**Data for the task:**
★ ★ ★ ★

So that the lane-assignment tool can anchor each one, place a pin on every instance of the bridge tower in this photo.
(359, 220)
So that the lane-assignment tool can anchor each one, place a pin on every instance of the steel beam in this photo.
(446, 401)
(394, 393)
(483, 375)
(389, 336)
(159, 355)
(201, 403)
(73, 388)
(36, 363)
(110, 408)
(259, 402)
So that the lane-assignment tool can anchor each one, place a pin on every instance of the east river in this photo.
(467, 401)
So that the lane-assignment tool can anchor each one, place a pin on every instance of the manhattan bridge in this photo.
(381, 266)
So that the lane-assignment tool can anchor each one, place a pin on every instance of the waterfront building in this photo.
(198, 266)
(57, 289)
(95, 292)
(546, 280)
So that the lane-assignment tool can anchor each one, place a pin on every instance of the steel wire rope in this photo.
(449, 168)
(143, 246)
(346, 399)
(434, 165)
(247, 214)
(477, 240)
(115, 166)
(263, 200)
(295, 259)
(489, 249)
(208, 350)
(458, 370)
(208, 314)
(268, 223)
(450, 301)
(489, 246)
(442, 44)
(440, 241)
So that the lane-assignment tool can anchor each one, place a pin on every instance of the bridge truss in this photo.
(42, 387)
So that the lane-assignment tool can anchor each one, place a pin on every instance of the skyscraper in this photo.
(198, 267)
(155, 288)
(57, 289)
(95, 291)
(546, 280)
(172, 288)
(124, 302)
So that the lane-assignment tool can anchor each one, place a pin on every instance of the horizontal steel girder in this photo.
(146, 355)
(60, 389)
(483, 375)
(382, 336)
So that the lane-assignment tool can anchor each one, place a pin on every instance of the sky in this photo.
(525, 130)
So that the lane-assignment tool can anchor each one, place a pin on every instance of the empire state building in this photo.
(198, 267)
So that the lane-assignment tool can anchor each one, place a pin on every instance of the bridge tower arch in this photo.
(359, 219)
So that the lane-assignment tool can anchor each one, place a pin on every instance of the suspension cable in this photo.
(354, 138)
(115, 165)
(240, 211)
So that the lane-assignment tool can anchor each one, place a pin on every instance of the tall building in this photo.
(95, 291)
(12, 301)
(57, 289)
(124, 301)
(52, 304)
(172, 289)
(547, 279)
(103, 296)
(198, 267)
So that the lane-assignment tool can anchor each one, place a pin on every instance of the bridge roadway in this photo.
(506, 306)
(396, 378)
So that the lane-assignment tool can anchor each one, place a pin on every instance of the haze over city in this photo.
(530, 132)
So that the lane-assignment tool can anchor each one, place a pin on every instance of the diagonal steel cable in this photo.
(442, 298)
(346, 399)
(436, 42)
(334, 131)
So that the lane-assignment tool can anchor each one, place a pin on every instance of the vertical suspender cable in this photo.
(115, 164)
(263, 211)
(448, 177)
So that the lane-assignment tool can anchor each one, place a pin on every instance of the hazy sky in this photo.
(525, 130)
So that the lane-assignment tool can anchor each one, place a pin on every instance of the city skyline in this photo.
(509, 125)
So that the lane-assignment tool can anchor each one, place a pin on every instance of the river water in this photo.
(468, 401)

★ ★ ★ ★

**Aim:** Copy all of the entries above word for word, leaving every line unchanged.

**Final result:**
So that the lane-assignment tool can anchor each one, place a pin on every instance of the bridge tower in this photo.
(359, 220)
So that the lane-assignment tool can anchor each one, place a pin on every instance of the steel beam in this photo.
(446, 401)
(394, 393)
(483, 375)
(389, 336)
(159, 355)
(201, 403)
(73, 388)
(36, 363)
(110, 408)
(259, 402)
So that the lane-assignment tool can anchor each one, place a pin on every instance of the east river in this photo.
(467, 401)
So that the lane-assignment tool can anchor each one, place a pin on every instance of the manhattan bridge in this photo.
(381, 266)
So that the lane-assignment tool can anchor each one, place a pin on every instance of the waterfront building in this photo.
(198, 266)
(57, 289)
(95, 292)
(546, 280)
So that the lane-assignment tool can anchor each one, place a pin on every instance of the steel wire rope in this photo.
(449, 168)
(143, 246)
(346, 399)
(434, 165)
(247, 214)
(477, 240)
(115, 166)
(263, 200)
(295, 259)
(489, 249)
(208, 350)
(458, 370)
(208, 314)
(268, 223)
(450, 301)
(489, 246)
(442, 44)
(440, 241)
So that the lane-assignment tool can anchor each one, place a pin on every instance of the bridge truss in this photo.
(42, 387)
So that the lane-assignment tool can anchor each one, place a pin on every instance of the skyscraper in this photo.
(198, 267)
(155, 288)
(57, 289)
(95, 291)
(546, 280)
(172, 288)
(124, 302)
So that the lane-assignment tool can anchor each one, place a pin on every instance of the horizontal steel girder in this photo.
(146, 355)
(60, 389)
(483, 375)
(382, 336)
So that the lane-assignment tool can anchor each one, place a pin on every instance of the sky in this photo.
(525, 130)
So that the lane-assignment tool can anchor each one, place a pin on every instance of the empire state building in this photo.
(198, 267)
So that the lane-assignment tool can anchor each one, place a pin on every instance of the bridge tower arch in this photo.
(359, 219)
So that the lane-assignment tool can anchor each one, place a pin on every instance of the suspension cable in this photo.
(354, 138)
(115, 165)
(240, 211)
So that the lane-assignment tool can anchor each one, place a pin on every instance of the tall building in this photo.
(95, 291)
(12, 301)
(57, 289)
(124, 301)
(52, 304)
(172, 289)
(547, 279)
(103, 296)
(198, 267)
So that the lane-assignment tool can anchor each one, place a pin on every instance of the bridge roadway in this photo.
(506, 306)
(396, 378)
So that the lane-assignment tool can anchor each one, place a pin on every instance of the haze over city in this photo.
(530, 132)
So that the lane-assignment tool can anchor each one, place a pin on every instance of the diagonal steel cable in this photo.
(442, 298)
(346, 399)
(436, 42)
(334, 131)
So that the lane-assignment tool can anchor each one, place a pin on every instance of the vertical suspender cable in this photo.
(115, 164)
(263, 211)
(448, 177)
So that the lane-assignment tool can anchor each one, place a pin on every instance of the hazy sky in this photo.
(525, 130)
So that the lane-assignment tool can anchor each one, place a pin on every instance of the city skyline in this photo.
(509, 125)
So that the lane-assignment tool can anchor each one, place a pin on every instance of the river water in this photo.
(468, 401)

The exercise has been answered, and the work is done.